By way of explanation, one Monday night everyone came one to class wearing or carrying their L.L.Bean gear and paraded across the room like mannequins, even the men. It became one of our in-jokes. It was therefore a treat to find myself at L.L.Bean’s, still shopping at ten past midnight in the huge, tasteful, tempting store that’s open twenty four hours a day. Becky, Sarah and I each bought ourselves an identical, scrumptious pair of green shoes.

“Feel the suede!” said Sarah.

“Smell the newness!” said Becky.

“Watch me while I walk in them,” I said, and walked like a duck to make the other two laugh. I noticed how sensuously we’d been observing the scene: feeling, smelling, and looking; and I wondered which one of us would be the first to write a story called: “A foreigner buys green shoes.”

Had I not been a reader I never would have found myself at L.L.Bean’s. Books and stories that we love ease themselves into our lives seamlessly, enriching us with information, delighting us with their characters, surprising us with their style.

That’s another thing that the bleak Puritans forget to say: reading is not intrisically A Good Thing, a difficult and necessary thing to grasp, it’s a fantastically pleasurable way of passing the time – not that anyone would ever know it if basals had been their staple ‘literary’ diet at school. Who ever curled up with a basal on a rainy summer’s night? Who ever bought a basal to read on a long plane journey? Who ever recommended a basal to a friend as a riveting must-read?

Although I love reading and read a lot I very rarely choose my own reading material. I find it difficult. I don’t belong to a library – I’m terrified of libararies for some reason, even my own university library – and in bookshops I’m overwhelmed to the point of stupidity by the number of choices. Most of the books I read are recommended to me by friends, acquaintances and booksellers. As as soon as someone of my age, especially if it’s a woman, raves about a book I have to read it myself.

- _Exercise tasks_:
a) Revise the passage on reading between "By way of explanation, one" and "of green shoes.", inclusive, changing "ten past midnight" to "half past one in the morning".
b) Carry on the passage on reading, starting right after its last sentence.

[Point-based annotation records]
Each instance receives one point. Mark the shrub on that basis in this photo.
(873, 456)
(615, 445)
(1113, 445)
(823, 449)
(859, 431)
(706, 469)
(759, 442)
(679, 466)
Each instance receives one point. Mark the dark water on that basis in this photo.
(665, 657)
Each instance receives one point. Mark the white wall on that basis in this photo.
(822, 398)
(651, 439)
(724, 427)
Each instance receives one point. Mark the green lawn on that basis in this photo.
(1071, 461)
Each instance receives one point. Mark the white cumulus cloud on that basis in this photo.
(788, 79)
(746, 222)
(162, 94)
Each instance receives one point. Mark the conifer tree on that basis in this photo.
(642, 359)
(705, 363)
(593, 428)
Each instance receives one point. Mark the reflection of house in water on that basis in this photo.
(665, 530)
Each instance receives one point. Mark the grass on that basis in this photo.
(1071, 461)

...

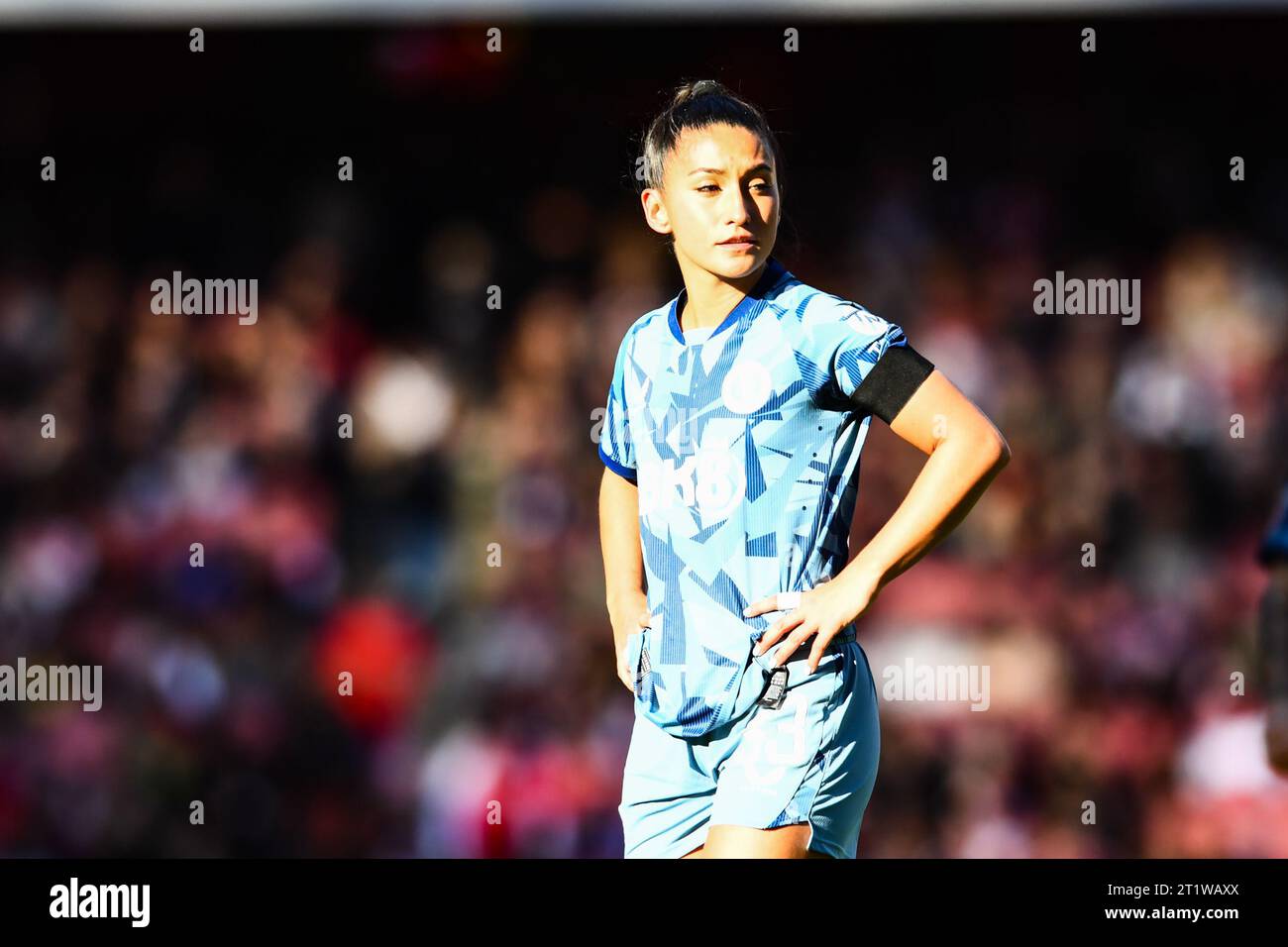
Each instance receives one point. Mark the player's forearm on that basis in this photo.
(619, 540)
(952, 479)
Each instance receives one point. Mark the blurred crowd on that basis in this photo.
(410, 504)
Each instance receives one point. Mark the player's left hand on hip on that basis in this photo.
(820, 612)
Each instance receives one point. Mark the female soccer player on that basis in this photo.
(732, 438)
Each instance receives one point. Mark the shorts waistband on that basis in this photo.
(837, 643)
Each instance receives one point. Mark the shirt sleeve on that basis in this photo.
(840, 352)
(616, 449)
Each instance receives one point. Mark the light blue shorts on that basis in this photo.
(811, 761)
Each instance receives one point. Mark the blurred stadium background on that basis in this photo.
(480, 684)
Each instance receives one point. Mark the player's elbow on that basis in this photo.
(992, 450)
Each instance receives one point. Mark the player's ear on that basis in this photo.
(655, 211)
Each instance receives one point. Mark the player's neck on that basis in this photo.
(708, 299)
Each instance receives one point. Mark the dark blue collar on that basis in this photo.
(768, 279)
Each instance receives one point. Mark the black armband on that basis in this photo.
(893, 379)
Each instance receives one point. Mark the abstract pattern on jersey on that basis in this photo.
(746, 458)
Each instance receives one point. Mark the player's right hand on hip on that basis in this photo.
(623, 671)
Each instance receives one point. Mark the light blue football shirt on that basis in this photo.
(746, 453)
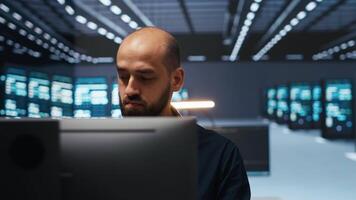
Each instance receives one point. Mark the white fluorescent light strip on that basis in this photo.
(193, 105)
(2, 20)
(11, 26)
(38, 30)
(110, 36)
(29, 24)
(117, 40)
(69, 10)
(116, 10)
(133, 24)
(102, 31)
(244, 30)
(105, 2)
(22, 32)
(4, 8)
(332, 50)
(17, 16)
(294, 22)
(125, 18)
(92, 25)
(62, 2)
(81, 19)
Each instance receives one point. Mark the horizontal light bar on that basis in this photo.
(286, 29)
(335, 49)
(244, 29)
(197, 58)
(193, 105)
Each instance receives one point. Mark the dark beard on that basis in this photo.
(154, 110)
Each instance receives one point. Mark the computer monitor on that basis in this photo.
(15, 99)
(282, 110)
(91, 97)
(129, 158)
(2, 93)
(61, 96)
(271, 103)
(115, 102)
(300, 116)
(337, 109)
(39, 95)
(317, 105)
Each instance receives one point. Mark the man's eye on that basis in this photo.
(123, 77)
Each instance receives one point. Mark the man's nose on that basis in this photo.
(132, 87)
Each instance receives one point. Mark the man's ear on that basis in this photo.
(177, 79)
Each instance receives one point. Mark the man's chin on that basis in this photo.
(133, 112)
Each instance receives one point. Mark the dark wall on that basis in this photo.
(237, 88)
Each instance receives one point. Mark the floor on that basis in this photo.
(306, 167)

...

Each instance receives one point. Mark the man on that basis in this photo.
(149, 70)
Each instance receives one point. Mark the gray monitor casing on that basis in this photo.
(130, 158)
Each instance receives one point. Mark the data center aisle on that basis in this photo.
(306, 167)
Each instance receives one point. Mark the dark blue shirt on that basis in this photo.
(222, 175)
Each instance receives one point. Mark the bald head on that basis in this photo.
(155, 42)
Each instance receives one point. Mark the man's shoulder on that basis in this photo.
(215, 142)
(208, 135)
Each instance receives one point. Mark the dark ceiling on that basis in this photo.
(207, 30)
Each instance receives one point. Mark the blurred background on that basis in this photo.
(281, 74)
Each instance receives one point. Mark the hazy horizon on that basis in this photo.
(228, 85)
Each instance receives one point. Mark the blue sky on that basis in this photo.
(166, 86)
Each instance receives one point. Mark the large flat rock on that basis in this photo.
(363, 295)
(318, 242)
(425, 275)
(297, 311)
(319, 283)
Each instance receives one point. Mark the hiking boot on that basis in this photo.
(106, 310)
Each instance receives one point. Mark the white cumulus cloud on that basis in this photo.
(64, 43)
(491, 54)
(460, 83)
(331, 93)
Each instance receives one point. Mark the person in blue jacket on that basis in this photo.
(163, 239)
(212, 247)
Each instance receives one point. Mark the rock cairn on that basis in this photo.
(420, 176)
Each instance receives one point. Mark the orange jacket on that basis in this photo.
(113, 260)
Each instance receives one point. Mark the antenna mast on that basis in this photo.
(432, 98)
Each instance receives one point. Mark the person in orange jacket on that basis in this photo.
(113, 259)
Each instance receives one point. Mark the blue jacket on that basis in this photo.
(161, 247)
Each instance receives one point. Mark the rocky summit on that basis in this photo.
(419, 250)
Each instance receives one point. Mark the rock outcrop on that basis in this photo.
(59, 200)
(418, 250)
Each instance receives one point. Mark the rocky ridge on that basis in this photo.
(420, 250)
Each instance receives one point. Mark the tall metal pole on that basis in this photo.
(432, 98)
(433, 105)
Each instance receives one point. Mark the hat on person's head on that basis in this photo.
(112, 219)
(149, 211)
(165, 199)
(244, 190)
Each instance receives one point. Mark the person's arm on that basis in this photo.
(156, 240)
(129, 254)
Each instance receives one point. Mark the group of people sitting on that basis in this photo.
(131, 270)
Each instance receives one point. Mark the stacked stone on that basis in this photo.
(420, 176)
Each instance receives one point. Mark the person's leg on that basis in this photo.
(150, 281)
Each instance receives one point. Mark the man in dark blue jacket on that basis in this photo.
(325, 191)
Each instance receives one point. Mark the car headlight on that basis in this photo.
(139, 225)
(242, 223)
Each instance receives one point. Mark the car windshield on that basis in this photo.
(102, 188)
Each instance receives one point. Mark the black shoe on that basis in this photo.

- _Results of the tasks_:
a)
By way of explanation, one Monday night everyone came one to class wearing or carrying their L.L.Bean gear and paraded across the room like mannequins, even the men. It became one of our in-jokes. It was therefore a treat to find myself at L.L.Bean’s, still shopping at half past one in the morning in the huge, tasteful, tempting store that’s open twenty four hours a day. Becky, Sarah and I each bought ourselves an identical, scrumptious pair of green shoes.

b)
It doesn’t always work. The Prince of Tides (1990) has been recommended to me often but I find nothing in the writing style to surprise or delight me and can’t get beyond the first hundred pages. The best book I’ve read recently: The things they carried (1990) by Tim O’Brien, might appear on the surface to be a man’s book since its focus is the Vietnam war, yet I am passionate about it. Half my class had read it and raved about it with good reason. O’Brien is a superb craftsman, whose beautiful, unsentimental, mesmerising style and shocking content I would have missed but for the informed enthusiasm of those around me.

I’m confessing this frailty of not being able to choose my own reading material because when we read or write ourselves we gain valuable insights as teachers of whole language, insights that would elude us were we not actively engaged in its use. Not being competent at choosing what to read next has made me realise that when I teach I need to create small communities of like-minded characters in my classroom so they can recommend to each other great stuff to read. The pressure of peer enjoyment and enthusiasm will far outweigh anything I might say about a book. I need to feed suggestions to certain key readers and hope that through them word will spread around the class.

So let’s pretend this is a class. What have I been reading and raving about this summer? I’ll give a few quick examples, each from a different genre.

For everyone in this audience, but particulary the women, and even more particularly the African-American women, I recommend a hilarious and touching new novel, just published. It’s called Waiting to Exhale, (1992) by Terry McMillan. This is the first hilarious paragraph:

“Right now I’m supposed to be all geeked up because I’m getting ready for a New Year’s Eve Party that some guy named Lionel invited me to. Sheila, my baby sister, insisted on giving me his number becasue he lives here in Denver and her simple-ass husband played basketball with him eleven years ago at the University of Washington, and since I’m still single (which is downright pitiful to her, considering I’m the oldest of four kids and the only one who has yet to say “I do”), she’d worried about me. She and Mama both think I’m out here dying of loneliness, which is not true. I mean, I have my days and I have my nights, but I haven’t gotten to the point where I’ll take what ever I can get. There’s big difference between being thirsty and being dehydrated.”

It’s a riot of a book about successful African-American yuppie women who have a heap of trouble with the no-good men in their lives.

I’ve only just discovered a super and apparently well-known children’s picture book called: “More, more, more,” said the Baby, (1990) by Vera B. Williams. It’s politically correct, divinely written, beautifully illustrated, and rhythmically appealing to little kids and adults.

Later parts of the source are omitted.